• _PROBLÈME_
Poursuivez le passage cité plus bas, consacré au clan Assad et à la Syrie, en reprenant juste après sa dernière phrase.

• _PASSAGE CITÉ_
########################################
En dépit de tout cela, certaines opinions et réactions par rapport
à ce qui se passe en Syrie reflètent un « refus » de saisir l’enjeu
réel de la situation, et de condamner les crimes que commet le régime contre
son peuple.
Il semble utile aujourd’hui de rappeler quelques évidences parfois
oubliées ou tout simplement éludées sur la Syrie et la révolution qui s’y
déroule.
Vidéo - This is not a trailer (ceci n’est pas une bande d’annonce,
c’est la réalité syrienne).
Depuis combien de temps le clan Assad
règne-t-il?
La Syrie, une République, est gouvernée par
une seule famille depuis 42 années. Cela fait d’elle une république
héréditaire, le seul état arabe dans ce cas et le second au monde après la
Corée du nord. Hafez Al-Assad est arrivé au pouvoir en 1970 suite à un coup
d’Etat au sein du gouvernement Baasiste alors qu’il était ministre de la
défense. Il y est resté jusqu’à sa mort en l’an 2000 lorsque la constitution
fut modifiée (faisant passer l’âge présidentiable de 40 à 34 ans) afin de
permettre à son fils une ascension au pouvoir, président depuis. Le règne familial
ne se limite pas seulement au père et au fils. Le frère de Bashar, Maher est le
chef de la 4è division de l’armée (la plus équipée et la mieux entrainée) et
l’un des dirigeants de la garde républicaine. Il y a aussi ses deux cousins
germains, Zou Al-Himma Chalich et Hafez Makhlouf à la tête des services de sécurité.
########################################
Lignes d'un jeu de données de pointage:
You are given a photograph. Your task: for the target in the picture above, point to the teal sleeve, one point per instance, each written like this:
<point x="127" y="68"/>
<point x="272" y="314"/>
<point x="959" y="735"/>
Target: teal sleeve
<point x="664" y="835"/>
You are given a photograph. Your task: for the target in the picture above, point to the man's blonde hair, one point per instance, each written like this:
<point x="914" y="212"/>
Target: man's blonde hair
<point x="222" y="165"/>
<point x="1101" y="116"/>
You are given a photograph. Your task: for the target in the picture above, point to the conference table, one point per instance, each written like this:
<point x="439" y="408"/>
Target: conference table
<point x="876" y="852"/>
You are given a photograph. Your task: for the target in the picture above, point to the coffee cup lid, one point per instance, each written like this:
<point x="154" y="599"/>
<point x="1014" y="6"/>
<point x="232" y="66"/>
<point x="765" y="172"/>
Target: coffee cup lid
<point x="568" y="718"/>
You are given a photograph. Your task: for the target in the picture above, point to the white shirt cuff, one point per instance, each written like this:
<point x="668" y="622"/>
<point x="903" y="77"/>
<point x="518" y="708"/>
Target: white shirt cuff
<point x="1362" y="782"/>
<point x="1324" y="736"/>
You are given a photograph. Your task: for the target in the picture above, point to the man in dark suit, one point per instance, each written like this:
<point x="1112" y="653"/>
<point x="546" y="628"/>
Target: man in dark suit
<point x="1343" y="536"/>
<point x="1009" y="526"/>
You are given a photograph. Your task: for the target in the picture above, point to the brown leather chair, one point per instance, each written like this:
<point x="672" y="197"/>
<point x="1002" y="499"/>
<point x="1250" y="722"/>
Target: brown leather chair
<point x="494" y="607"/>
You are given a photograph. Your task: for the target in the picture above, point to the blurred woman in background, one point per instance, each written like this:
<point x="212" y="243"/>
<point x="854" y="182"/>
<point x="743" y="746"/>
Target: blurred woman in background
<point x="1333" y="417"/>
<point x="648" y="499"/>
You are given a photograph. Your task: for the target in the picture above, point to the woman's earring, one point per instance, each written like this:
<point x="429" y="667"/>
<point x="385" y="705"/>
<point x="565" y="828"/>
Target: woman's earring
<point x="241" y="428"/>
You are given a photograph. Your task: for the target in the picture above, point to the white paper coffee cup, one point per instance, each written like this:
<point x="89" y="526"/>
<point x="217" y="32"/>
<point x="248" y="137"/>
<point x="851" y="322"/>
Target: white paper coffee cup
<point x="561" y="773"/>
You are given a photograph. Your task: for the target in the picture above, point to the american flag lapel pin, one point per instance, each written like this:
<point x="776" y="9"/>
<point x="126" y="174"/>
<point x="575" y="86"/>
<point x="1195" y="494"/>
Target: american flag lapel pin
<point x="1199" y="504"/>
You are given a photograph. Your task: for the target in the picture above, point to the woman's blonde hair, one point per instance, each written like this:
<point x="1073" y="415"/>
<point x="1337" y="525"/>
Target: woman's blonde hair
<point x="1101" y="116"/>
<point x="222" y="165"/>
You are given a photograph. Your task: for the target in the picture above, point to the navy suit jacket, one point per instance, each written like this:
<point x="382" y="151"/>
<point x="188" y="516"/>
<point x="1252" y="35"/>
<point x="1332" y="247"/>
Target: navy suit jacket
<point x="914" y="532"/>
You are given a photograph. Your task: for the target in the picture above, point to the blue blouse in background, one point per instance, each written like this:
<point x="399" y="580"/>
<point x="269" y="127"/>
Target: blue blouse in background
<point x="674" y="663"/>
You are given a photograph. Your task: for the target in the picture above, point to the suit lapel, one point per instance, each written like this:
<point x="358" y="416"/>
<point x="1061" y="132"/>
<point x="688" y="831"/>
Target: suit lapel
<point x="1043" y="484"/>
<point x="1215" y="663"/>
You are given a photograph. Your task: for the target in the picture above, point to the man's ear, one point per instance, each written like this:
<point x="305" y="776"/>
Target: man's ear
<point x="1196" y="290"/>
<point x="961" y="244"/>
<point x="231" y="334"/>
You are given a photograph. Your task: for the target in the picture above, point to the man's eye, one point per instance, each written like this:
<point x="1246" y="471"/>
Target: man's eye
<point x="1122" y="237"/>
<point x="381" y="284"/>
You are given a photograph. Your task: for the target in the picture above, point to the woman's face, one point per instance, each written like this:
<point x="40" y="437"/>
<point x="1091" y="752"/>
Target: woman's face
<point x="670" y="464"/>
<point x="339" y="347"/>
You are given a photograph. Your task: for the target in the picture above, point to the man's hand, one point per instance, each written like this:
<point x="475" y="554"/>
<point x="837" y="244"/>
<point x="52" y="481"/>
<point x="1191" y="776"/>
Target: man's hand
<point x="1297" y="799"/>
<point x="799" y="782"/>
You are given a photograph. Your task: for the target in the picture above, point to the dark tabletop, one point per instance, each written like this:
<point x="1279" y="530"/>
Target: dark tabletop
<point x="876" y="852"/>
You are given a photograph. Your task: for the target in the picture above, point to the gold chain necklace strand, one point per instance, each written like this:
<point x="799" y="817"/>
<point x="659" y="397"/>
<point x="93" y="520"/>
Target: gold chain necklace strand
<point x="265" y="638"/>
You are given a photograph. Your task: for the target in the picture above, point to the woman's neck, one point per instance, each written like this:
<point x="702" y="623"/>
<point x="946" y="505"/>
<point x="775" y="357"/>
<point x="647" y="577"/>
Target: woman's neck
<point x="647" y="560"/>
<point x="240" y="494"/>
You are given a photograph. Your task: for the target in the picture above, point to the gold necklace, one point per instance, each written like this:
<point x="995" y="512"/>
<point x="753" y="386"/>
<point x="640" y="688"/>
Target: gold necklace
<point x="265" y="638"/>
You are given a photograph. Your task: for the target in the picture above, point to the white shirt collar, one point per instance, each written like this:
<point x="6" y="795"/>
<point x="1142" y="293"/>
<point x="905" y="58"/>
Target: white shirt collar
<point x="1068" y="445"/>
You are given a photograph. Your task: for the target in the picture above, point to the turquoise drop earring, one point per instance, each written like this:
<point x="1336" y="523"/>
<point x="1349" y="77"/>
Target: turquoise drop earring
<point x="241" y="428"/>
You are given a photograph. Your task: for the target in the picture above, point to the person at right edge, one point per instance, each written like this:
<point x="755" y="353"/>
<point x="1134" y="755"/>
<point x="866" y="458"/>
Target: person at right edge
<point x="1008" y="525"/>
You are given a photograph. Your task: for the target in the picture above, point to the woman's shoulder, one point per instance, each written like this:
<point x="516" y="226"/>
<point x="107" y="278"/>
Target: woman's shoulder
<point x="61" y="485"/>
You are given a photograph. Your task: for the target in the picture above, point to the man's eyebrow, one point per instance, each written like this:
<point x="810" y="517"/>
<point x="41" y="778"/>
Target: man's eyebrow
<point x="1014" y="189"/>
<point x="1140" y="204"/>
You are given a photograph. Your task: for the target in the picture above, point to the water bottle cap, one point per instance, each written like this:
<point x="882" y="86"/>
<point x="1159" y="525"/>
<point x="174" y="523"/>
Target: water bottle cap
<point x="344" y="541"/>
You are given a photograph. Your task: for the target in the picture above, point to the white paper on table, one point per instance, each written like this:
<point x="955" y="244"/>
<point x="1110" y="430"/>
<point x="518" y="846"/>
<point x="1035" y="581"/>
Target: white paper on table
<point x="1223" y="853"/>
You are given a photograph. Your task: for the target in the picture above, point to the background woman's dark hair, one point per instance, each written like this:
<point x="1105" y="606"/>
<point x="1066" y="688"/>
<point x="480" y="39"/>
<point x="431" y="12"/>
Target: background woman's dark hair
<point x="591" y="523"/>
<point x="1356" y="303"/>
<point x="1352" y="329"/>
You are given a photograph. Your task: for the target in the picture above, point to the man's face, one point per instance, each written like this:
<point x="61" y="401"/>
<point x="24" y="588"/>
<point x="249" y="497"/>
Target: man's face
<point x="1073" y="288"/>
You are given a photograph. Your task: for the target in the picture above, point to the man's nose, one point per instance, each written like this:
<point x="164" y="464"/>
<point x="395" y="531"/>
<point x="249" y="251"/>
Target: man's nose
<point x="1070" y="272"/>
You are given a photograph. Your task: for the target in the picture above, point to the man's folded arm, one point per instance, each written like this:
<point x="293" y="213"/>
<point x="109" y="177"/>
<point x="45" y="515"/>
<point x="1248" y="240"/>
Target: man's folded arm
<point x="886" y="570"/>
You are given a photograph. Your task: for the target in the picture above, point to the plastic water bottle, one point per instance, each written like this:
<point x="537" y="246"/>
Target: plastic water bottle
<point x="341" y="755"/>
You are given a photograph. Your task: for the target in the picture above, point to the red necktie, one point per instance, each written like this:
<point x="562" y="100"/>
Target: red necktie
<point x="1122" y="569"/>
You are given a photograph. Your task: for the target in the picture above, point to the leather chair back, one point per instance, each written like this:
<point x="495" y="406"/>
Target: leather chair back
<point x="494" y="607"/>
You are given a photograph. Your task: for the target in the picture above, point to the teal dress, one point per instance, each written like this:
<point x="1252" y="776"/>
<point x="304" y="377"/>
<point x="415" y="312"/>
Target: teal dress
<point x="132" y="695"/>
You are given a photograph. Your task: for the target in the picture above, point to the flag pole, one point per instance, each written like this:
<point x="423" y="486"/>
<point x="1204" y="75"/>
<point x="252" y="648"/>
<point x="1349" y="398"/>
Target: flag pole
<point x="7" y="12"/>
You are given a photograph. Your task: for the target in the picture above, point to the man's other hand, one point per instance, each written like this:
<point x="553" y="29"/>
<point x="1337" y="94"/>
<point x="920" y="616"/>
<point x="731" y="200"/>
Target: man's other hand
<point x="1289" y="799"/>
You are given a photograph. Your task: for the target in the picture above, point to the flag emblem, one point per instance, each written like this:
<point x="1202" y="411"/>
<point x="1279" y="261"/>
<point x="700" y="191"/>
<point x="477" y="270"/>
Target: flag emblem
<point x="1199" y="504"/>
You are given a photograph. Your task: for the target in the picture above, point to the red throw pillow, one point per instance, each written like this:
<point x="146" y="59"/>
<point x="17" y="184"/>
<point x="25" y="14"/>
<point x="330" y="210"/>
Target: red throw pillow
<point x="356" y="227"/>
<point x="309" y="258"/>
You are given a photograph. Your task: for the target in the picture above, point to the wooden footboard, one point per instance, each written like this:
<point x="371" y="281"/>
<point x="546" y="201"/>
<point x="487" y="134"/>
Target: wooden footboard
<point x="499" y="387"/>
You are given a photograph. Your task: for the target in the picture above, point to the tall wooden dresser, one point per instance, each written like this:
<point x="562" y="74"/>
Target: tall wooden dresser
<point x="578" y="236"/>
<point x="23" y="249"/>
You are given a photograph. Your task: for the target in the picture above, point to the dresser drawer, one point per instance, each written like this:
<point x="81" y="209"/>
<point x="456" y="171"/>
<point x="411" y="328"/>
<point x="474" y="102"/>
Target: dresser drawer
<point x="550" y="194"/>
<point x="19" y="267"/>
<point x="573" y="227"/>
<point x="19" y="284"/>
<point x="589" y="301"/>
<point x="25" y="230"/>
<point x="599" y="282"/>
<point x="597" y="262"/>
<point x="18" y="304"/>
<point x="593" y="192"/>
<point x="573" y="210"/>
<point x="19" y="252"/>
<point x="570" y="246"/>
########################################
• _RÉPONSE_
Son beau-frère Assef Chawkat est l’un des hauts responsables des services de
renseignement, tandis qu’Atef Najib, autre cousin germain était gouverneur de
Darâa, la ville où les premiers massacres et tortures d’enfants ont eu lieu au
tout début de la révolution en mars 2011. Rami Makhlouf, quatrième cousin
germain dans cette liste, dispose des privilèges et des institutions
financières les plus importants du pays. L’oncle, le Général Mohamad Makhlouf
est considéré comme le premier conseiller au niveau des stratégies de
répression… Le clan Assad a donc une main mise totale sur les aspects
politiques, économiques et sécuritaires du pays qu’il gère selon ses intérêts,
avec des responsables du parti unique et quelques grands hommes d’affaires.
Quelles sont les principales
caractéristiques de ce régime ?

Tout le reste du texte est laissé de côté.